**PROBLEM TO WORK ON:** List every line in the rows below that contains the word "foliage", copying each such line in full. Matching is case-sensitive.

Stored items:
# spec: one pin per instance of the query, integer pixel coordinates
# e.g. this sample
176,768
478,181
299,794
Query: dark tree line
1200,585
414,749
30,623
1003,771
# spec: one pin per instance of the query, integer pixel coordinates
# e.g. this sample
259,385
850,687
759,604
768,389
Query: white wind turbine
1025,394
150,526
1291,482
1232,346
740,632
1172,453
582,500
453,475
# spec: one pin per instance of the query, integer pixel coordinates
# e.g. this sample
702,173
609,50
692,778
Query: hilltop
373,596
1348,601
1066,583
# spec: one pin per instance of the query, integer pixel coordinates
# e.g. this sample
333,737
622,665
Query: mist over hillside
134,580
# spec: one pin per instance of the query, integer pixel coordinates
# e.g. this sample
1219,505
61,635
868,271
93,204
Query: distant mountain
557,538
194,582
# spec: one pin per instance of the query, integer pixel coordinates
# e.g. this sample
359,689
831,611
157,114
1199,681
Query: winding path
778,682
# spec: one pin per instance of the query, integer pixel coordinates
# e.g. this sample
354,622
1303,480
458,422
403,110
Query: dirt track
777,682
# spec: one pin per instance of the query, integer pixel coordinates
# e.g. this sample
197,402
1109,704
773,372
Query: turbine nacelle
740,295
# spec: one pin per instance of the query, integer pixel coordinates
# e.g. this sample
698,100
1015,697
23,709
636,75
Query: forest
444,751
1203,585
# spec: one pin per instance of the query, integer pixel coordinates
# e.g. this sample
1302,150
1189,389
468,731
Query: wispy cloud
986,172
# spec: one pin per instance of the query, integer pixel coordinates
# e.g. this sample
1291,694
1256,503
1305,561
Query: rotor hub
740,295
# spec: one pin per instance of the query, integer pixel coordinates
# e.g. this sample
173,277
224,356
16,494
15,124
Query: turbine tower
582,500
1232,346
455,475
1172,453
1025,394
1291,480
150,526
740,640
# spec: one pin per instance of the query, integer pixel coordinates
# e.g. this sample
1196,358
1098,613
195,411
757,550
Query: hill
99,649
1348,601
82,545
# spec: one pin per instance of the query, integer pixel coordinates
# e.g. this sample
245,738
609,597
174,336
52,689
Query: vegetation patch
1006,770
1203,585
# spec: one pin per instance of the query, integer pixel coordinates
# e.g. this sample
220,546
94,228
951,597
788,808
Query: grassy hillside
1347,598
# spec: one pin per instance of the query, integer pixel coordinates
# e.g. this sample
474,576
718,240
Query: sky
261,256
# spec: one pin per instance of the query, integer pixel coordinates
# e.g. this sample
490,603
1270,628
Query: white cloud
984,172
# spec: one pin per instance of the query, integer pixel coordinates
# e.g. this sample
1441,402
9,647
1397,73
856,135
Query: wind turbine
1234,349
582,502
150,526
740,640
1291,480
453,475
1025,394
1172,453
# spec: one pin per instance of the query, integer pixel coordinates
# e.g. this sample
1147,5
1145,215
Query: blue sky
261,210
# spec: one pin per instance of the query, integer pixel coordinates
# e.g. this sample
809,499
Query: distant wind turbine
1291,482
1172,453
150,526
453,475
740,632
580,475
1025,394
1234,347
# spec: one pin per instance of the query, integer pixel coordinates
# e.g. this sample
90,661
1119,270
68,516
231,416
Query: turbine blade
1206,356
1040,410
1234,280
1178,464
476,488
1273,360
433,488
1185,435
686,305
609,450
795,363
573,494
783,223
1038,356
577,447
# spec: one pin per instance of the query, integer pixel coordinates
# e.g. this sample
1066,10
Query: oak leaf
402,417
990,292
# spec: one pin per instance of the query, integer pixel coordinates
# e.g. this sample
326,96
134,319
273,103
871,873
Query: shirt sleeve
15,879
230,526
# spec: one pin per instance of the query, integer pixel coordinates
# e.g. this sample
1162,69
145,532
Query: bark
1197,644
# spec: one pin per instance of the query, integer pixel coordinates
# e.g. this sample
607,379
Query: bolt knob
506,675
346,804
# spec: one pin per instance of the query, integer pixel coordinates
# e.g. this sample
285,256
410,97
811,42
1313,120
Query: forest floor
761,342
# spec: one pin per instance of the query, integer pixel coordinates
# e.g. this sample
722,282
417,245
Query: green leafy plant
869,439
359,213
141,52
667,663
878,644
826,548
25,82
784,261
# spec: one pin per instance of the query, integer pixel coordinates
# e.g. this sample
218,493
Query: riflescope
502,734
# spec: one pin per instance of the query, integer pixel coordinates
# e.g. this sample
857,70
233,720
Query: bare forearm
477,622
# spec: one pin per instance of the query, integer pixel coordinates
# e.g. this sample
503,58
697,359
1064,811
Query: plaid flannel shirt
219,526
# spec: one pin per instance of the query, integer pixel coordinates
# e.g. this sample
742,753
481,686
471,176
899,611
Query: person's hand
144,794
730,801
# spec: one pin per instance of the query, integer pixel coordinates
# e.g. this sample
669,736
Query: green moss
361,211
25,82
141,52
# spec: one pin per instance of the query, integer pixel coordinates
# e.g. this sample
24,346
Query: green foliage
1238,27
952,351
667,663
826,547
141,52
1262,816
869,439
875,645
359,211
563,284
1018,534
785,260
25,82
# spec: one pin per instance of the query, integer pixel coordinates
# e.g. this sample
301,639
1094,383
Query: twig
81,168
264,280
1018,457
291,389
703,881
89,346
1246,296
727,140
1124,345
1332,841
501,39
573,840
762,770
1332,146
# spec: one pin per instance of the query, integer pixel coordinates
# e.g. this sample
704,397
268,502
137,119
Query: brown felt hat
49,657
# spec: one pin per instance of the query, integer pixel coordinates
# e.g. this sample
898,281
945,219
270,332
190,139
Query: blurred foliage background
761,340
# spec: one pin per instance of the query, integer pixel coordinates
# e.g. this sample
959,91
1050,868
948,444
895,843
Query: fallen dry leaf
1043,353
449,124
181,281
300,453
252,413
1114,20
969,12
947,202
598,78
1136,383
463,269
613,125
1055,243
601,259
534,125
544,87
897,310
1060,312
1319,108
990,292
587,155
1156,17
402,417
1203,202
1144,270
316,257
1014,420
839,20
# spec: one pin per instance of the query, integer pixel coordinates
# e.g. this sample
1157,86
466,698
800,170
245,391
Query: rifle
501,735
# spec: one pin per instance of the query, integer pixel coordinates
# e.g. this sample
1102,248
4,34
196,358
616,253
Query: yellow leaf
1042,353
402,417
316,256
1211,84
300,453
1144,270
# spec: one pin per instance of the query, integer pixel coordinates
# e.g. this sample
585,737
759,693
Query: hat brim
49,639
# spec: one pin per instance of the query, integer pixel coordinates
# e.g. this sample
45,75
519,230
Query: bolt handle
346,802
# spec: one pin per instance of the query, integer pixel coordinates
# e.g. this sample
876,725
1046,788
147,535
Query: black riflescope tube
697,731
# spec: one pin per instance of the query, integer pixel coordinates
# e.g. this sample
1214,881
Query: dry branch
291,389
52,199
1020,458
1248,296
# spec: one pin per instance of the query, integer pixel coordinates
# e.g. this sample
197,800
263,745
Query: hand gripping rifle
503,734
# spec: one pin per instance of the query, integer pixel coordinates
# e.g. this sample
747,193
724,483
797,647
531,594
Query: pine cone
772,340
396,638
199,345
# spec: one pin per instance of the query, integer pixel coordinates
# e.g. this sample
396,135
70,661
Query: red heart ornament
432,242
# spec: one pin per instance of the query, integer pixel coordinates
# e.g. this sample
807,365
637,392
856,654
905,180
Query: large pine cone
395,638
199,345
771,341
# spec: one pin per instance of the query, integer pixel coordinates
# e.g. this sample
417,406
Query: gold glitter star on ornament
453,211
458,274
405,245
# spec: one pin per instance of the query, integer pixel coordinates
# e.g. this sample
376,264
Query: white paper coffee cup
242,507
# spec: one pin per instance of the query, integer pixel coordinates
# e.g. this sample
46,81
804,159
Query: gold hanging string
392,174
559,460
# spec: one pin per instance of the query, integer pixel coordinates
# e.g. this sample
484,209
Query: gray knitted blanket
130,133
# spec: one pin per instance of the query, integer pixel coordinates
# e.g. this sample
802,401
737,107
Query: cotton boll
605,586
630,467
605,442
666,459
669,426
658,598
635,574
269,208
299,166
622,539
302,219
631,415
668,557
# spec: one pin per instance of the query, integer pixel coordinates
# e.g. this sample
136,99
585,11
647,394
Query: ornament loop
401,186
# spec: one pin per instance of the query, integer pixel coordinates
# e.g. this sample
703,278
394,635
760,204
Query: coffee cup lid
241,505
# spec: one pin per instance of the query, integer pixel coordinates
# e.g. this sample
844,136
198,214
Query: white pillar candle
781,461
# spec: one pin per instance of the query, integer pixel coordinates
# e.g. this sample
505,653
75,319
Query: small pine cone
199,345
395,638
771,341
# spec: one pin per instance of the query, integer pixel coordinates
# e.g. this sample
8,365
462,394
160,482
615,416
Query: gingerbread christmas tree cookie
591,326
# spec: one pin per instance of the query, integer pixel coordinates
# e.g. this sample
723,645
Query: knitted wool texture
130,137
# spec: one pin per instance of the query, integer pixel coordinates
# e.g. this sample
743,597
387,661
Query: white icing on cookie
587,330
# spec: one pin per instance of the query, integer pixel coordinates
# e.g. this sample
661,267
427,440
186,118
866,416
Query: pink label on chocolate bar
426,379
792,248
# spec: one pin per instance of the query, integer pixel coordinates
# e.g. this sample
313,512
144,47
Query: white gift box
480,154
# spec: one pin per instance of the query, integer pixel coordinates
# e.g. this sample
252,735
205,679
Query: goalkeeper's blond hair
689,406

**WRITTEN ANSWER:**
Query: green foliage
Query: blurred foliage background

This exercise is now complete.